BEGIN DATA EXTRACT

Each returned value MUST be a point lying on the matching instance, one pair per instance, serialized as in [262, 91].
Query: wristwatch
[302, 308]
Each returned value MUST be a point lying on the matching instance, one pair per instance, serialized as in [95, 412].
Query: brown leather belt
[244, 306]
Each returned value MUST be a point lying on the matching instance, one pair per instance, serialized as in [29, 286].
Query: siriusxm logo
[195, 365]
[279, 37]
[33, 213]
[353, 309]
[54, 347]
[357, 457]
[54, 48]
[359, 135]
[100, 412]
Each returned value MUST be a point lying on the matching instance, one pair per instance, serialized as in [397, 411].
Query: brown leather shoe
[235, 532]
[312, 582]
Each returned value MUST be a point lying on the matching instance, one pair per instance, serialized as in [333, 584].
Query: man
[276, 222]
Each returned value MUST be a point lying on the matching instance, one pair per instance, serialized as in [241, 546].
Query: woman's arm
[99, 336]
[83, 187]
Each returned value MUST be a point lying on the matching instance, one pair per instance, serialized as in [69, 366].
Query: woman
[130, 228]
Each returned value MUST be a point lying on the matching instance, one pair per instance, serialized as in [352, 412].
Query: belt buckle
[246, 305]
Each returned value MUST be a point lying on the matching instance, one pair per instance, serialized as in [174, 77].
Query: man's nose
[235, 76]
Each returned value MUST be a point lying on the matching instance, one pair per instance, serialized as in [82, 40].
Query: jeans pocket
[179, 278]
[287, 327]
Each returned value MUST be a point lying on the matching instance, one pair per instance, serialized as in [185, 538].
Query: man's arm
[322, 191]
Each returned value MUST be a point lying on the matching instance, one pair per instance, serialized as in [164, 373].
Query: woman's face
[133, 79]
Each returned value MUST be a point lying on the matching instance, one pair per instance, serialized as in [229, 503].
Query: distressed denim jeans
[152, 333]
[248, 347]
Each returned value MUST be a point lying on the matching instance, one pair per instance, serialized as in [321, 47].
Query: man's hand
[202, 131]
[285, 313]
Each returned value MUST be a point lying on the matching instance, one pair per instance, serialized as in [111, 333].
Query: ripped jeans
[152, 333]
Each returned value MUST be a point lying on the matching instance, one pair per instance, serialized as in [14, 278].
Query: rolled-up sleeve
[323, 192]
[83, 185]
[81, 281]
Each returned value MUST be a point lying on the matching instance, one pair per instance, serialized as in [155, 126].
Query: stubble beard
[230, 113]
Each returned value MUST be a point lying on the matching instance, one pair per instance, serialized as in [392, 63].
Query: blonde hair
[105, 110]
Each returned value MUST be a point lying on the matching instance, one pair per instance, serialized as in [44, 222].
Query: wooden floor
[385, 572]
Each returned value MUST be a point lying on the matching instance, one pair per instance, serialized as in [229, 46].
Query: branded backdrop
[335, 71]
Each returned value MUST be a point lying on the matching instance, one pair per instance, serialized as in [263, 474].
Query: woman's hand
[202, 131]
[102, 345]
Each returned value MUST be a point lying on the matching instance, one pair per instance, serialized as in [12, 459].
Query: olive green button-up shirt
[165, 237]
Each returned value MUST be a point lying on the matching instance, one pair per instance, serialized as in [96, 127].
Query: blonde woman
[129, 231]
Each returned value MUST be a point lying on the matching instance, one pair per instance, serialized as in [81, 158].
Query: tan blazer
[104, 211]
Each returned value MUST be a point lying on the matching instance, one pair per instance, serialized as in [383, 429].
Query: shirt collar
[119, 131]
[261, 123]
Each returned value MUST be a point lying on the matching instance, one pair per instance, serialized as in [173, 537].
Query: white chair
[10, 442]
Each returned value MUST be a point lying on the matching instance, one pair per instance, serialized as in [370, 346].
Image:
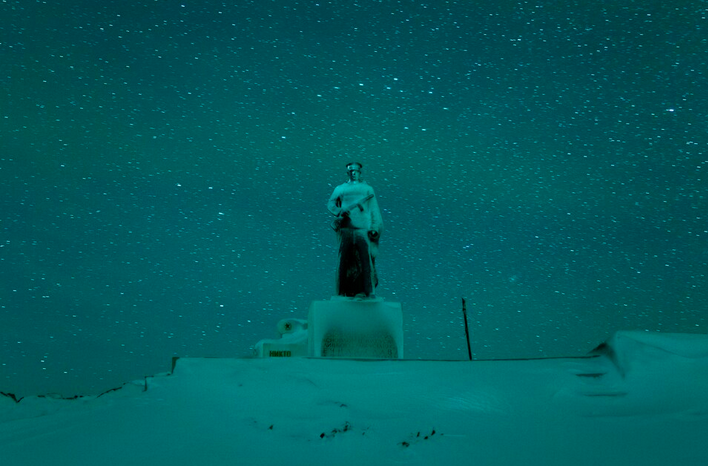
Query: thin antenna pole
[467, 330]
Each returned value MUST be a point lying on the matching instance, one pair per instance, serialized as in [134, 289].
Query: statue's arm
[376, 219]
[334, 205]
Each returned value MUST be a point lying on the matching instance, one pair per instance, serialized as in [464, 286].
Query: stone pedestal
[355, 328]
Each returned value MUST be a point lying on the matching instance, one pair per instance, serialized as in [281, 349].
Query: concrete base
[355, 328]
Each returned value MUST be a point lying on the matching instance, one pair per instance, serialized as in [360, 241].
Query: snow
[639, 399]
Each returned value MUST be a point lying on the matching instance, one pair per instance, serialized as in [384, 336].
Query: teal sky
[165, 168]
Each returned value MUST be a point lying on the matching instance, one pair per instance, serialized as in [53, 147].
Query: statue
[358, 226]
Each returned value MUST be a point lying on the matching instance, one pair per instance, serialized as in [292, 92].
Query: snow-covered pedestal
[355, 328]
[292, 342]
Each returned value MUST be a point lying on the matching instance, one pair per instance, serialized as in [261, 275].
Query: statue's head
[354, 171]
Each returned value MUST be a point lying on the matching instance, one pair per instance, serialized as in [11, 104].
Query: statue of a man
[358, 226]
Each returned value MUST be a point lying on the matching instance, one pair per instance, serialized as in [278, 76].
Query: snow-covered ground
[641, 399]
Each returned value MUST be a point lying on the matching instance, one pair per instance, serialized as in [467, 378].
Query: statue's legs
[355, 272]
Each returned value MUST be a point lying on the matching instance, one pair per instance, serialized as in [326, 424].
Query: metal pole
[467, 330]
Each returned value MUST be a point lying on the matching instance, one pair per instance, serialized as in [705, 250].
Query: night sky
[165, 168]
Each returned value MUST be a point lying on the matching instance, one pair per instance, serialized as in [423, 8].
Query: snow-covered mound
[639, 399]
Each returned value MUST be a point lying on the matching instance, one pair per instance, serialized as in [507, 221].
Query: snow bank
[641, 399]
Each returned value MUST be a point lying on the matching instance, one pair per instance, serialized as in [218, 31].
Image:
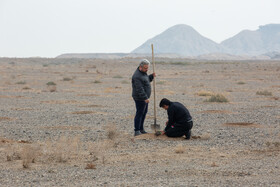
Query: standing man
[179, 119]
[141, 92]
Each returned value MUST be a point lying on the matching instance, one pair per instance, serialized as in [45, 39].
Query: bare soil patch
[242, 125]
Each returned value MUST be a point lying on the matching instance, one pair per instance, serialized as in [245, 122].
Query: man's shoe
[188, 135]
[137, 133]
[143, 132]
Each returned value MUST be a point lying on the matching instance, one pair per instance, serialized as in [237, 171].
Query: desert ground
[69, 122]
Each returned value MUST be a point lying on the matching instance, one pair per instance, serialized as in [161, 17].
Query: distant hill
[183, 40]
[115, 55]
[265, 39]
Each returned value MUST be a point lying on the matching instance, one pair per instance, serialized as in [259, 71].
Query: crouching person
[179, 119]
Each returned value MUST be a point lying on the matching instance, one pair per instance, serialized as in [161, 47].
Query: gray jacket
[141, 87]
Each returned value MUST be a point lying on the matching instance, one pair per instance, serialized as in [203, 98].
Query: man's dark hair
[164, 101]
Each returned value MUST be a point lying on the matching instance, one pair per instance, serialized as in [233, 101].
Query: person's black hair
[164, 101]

END DATA EXTRACT

EXERCISE INSTRUCTIONS>
Write out the entries above word for word. Do not include the pictures.

ANSWER TO THIS TASK>
Each returned value MUST be a point lying on the matching instance, one pair per instance, serialized as in [262, 91].
Query: wristwatch
[302, 308]
Each returned value MUST be a point lying on the matching instance, one pair per instance, serialized as in [95, 412].
Query: brown leather belt
[244, 306]
Each returned value MUST be a point lying on the matching instance, one pair per instance, serialized as in [29, 286].
Query: siriusxm logo
[195, 365]
[279, 37]
[33, 213]
[353, 309]
[54, 347]
[357, 457]
[54, 48]
[359, 135]
[100, 412]
Each returned value MUST be a point lying on the matching instance, one pair per instance, serialized as in [397, 411].
Query: brown leather shoe
[235, 532]
[312, 582]
Each returned value MUST be a point lying on the matching instance, one pair per instance, serialized as in [333, 584].
Query: man
[276, 222]
Each returned value MUST be a point lying on the matching instance, one pair per instance, serialized as in [241, 546].
Query: woman's arm
[99, 336]
[83, 187]
Each returned value MUST be a point lying on the matching instance, one pair per instance, serialized as in [69, 366].
Query: woman
[130, 228]
Each returned value MUST be a point lying on the matching instance, one pair per instance, serialized as in [352, 412].
Query: belt buckle
[246, 305]
Each returned value MUST be a point lying on the matching instance, one pair per instance, serialized as in [174, 77].
Query: man's nose
[235, 76]
Each returned value MUST be a point lying on the matching instance, one pair per instance, serialized as in [82, 40].
Query: jeans pocket
[179, 278]
[287, 327]
Each returned value MUST be a point lying on the matching instance, one pair per instance, serialized as in [185, 538].
Query: man's arm
[322, 191]
Each returned value MUST be a point lying on the matching instance, one pair per instance, serialized as in [164, 373].
Query: woman's face
[133, 79]
Each returned value MUST be a point lying on the matching instance, one pair per instance, serialized as in [229, 503].
Query: distressed denim jeans
[152, 333]
[248, 347]
Each returned value MUST be a point lying on the matching instance, one pair per instance, serialized as in [321, 47].
Query: man's hand
[202, 131]
[285, 313]
Each returned value MUST be a point lying on the matching instance, one pair per instance, serialized as in [111, 333].
Query: ripped jeans
[152, 333]
Each returned value MUST be a point lying on the matching instance, one pair per instance, serialized as in [14, 278].
Query: rolled-up sleeve
[323, 192]
[83, 185]
[81, 281]
Each returned value MUST be a point lying on the matching instance, one pair per instance, serialized as in [155, 126].
Query: stubble beard
[230, 113]
Each returned value MUST be a point lying on the matching instance, one pair per instance, serialized as in [392, 63].
Query: blonde hair
[105, 110]
Each returned value MUST be a point lying on the matching instance, one pair per instance, serialized as in [44, 222].
Query: wooden floor
[385, 572]
Each returned value MUST be a point lying on the matching instance, one pair per instance, serialized as in [229, 46].
Query: branded backdrop
[335, 71]
Each returned value MUST be a point lying on the matching instance, one pair per instance, serialized as in [263, 474].
Query: woman's hand
[202, 131]
[102, 345]
Each returned value MUST be a point lying on the matching instance, one pair per instance, serialized as in [12, 459].
Query: olive green button-up shirt
[165, 237]
Each returned value MUST be a point lying on the matching instance, one pair per instance, serialized as in [96, 127].
Query: blonde woman
[129, 231]
Each returned value MUST be a point lying on the matching instance, one pair per instance, serialized as in [81, 158].
Query: tan blazer
[104, 211]
Each returned value MUST be a point lying on the matching instance, one pair per instance, serialized as in [383, 429].
Query: shirt collar
[119, 131]
[261, 123]
Each returned value MUST be a point lying on the matching instance, one pair per instance, serialized as in [173, 537].
Query: white chair
[10, 442]
Each returned value MUST be a point lying on the matching instance, one pair per instance, serialized as in [370, 346].
Image:
Query: thin antenna pole
[467, 330]
Each returned value MUST be a point lying on the matching instance, one pair per instance, serialized as in [134, 289].
Query: statue's arm
[376, 219]
[334, 205]
Each returned value MUST be a point lying on the matching instance, one pair per instance, serialized as in [464, 286].
Query: stone pedestal
[355, 328]
Each returned value MUST be a point lying on the matching instance, one pair per instance, serialized as in [281, 349].
Query: concrete base
[355, 328]
Each returned value MUST be a point lying on the matching instance, one pair per instance, serialized as in [360, 241].
Query: snow
[639, 399]
Each returned value MUST be a point lying on the matching instance, one pair per instance, serialized as in [384, 336].
Query: teal sky
[165, 168]
Each returned value MUST be a point lying on the matching instance, one pair per instance, serialized as in [53, 147].
Query: statue
[358, 226]
Each returned value MUST be a point lying on the matching instance, one pair per instance, serialized as in [292, 92].
Query: snow-covered pedestal
[355, 328]
[292, 342]
Each returned value MUST be a point lying on the matching instance, one pair per instance, serialized as in [261, 275].
Query: statue's head
[354, 171]
Each returned value MUST be a point lying on the matching instance, one pair per instance, serialized as in [11, 104].
Query: statue of a man
[358, 226]
Each returned value MUST be a point lying on the matching instance, one pair per instance, serialized as in [278, 76].
Query: snow-covered ground
[641, 399]
Each returned value MUST be a point lying on the matching instance, one pair per instance, serialized as in [467, 378].
Query: statue's legs
[355, 272]
Each returned value MUST be a point lying on the matching instance, one pair per instance, serialized as in [326, 424].
Query: metal pole
[467, 330]
Each returned value MUST be a point lying on the matching instance, one pair per instance, serialized as in [705, 250].
Query: night sky
[165, 168]
Each returned value MUST be a point lying on the matching instance, one pair per instance, serialized as in [423, 8].
Query: snow-covered mound
[639, 399]
Each returned value MUST be a point lying on the matching instance, one pair per instance, serialized as in [507, 221].
Query: snow bank
[641, 399]
Each returned value MUST be a point lying on the matching instance, one pair per instance, serialized as in [218, 31].
Image:
Query: standing man
[179, 119]
[141, 92]
Each returned value MUST be a point lying on the matching instance, one pair per instance, serialized as in [45, 39].
Query: bare soil patch
[242, 125]
Each returned value MUST be a point lying on the matching instance, one pair per instance, serialized as in [245, 122].
Query: man's shoe
[188, 135]
[137, 133]
[143, 132]
Each returned value MUST be a point lying on the matching instance, one pair per instance, serialized as in [237, 171].
Query: desert ground
[69, 122]
Each returned value MUST be a point lying on the matching instance, one pair per instance, serialized as in [161, 17].
Query: distant hill
[183, 40]
[115, 55]
[265, 39]
Each returned value MUST be a point lying on the matching instance, one pair per instance, serialized as in [259, 71].
Query: crouching person
[179, 119]
Each returned value MUST be a point lying on the matching instance, one pair per instance, serialized as in [161, 47].
Query: gray jacket
[141, 87]
Each returned value MUST be a point lying on the matching instance, one pair per instance, serialized as in [203, 98].
Query: man's dark hair
[164, 101]
Each returned value MUST be a point lying on the matching instance, one pair per instance, serialized as in [233, 101].
Query: person's black hair
[164, 101]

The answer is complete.